** What you will do **
1. Say whether each statement agrees with the Lubuntu review: (a) Lubuntu worked as expected up to its 18.04 LTS release; (b) LXQt is based on the GTK toolkit; (c) the Razor-Qt and LXDE-Qt teams merged their work into one project. For each, answer yes or no and quote the deciding words from the review.
2. Go on with the Lubuntu review, starting after its final sentence.

** Extract to read **
((

Lubuntu 19.04 Review
  • Available software
  • Creativity & Inventing
  • Daily Use Purposes
  • Stability & Bugs
  • Customizability
2

Summary

Lubuntu used to be a great Linux distribution, but after it switched into LXQt, it became a horrible one for end users. The distribution is unpolished, and contains many issues and bugs.

Lubuntu used to be that Linux distribution that you referred a friend to in case he wanted a very lightweight, newbie-friendly yet elegant alternative for Windows. Up to its 18.04LTS release, it indeed worked as expected, but starting with 18.10 where the development team switched to using the Qt-based desktop LXQt instead of traditional LXDE, things started to break.

As a short background, you should know that there was a desktop environment called “Razor-Qt”, which was a newly developed desktop based on the Qt toolkit that aimed to be lightweight and modern in the same time. There was also another team working on a Qt branch of LXDE (which is GTK-based) called LXDE-Qt. After a lot of discussions, both teams combined efforts and started to work on one project called LXQt.

))

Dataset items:
((

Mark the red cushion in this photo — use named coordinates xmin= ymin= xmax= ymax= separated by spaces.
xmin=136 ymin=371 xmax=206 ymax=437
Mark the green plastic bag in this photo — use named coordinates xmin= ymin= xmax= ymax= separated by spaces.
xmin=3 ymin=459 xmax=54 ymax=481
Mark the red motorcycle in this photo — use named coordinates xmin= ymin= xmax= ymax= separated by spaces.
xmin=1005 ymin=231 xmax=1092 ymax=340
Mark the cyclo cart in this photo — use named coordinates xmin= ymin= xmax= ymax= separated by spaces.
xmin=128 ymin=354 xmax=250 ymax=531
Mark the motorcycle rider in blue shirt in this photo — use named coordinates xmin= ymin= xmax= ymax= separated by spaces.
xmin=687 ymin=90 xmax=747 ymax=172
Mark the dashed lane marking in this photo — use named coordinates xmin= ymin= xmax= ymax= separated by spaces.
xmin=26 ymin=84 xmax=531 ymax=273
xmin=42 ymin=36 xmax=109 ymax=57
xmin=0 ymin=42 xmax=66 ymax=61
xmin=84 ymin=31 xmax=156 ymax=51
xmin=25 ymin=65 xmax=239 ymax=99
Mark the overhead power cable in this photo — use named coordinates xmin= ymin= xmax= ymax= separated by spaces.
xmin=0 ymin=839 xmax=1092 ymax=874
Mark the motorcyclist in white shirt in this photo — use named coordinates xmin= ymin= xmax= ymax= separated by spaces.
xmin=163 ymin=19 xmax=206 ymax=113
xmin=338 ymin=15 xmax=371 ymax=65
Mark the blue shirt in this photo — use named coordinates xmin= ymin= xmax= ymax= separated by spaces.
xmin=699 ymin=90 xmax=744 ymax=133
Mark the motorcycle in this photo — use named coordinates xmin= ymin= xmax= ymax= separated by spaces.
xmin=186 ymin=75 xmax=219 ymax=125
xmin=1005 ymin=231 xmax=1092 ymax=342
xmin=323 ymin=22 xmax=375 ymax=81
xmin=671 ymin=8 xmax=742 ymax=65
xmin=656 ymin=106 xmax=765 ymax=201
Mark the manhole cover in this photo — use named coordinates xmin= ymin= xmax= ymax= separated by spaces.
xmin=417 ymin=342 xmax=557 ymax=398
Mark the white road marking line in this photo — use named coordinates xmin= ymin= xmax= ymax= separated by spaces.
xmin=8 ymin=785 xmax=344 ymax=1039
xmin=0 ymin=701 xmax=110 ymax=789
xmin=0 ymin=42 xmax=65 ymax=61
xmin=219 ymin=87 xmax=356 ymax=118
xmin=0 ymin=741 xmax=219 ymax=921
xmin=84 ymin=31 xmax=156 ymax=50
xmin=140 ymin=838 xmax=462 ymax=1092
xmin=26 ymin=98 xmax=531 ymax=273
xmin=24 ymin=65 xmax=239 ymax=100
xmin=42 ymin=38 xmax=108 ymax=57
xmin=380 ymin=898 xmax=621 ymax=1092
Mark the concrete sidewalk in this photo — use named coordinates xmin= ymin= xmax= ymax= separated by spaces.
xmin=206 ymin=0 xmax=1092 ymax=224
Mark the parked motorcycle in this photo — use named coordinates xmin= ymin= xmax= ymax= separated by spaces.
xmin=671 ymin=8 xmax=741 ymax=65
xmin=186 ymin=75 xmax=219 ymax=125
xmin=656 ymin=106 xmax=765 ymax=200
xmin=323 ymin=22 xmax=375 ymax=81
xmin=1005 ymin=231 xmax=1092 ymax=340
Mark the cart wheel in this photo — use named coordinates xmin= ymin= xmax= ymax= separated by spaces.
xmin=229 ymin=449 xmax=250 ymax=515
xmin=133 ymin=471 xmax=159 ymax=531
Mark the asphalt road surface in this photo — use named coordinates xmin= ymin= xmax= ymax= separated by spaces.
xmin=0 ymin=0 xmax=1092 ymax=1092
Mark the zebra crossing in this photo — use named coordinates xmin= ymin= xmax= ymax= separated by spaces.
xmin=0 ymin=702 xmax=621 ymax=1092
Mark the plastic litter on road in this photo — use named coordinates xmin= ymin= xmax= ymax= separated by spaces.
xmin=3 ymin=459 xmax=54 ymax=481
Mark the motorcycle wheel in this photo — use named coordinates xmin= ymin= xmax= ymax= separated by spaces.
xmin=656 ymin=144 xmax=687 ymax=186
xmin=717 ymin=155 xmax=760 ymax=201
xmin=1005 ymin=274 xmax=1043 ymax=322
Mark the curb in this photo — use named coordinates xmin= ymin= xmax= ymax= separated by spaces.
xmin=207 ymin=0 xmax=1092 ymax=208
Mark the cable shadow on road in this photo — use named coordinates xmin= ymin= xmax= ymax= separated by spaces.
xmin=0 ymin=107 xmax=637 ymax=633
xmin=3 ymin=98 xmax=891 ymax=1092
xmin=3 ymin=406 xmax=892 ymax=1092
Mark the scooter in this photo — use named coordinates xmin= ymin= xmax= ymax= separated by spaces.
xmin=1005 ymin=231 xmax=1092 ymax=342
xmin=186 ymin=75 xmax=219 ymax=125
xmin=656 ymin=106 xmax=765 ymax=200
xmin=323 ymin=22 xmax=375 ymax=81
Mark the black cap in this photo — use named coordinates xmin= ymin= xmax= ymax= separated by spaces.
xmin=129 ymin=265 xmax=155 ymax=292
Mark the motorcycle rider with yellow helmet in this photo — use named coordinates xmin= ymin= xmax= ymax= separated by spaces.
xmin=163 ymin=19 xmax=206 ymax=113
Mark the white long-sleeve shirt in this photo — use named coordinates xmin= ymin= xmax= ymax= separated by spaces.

))

** Answer list **
1.
(a) Yes: "Up to its 18.04LTS release, it indeed worked as expected"
(b) No: "the Qt-based desktop LXQt"
(c) Yes: "both teams combined efforts and started to work on one project called LXQt."

2.
LXDE desktop is still working today, and is considered to be feature complete. But it was not even ported to GTK 3 like other desktops such as MATE and XFCE, instead, it’s still using the legacy GTK 2.

Today, we’ve put our hands on the latest Lubuntu 19.04 version and reviewed it. This is how the review went.

Lubuntu 19.04 Review

Installer

Lubuntu 19.04 is not using the default Ubiquity Ubuntu installer. Instead, it’s using another one called Calamares, which is a universal installer that many other Linux distributions use too. Calamares is a good installer with a lot of options.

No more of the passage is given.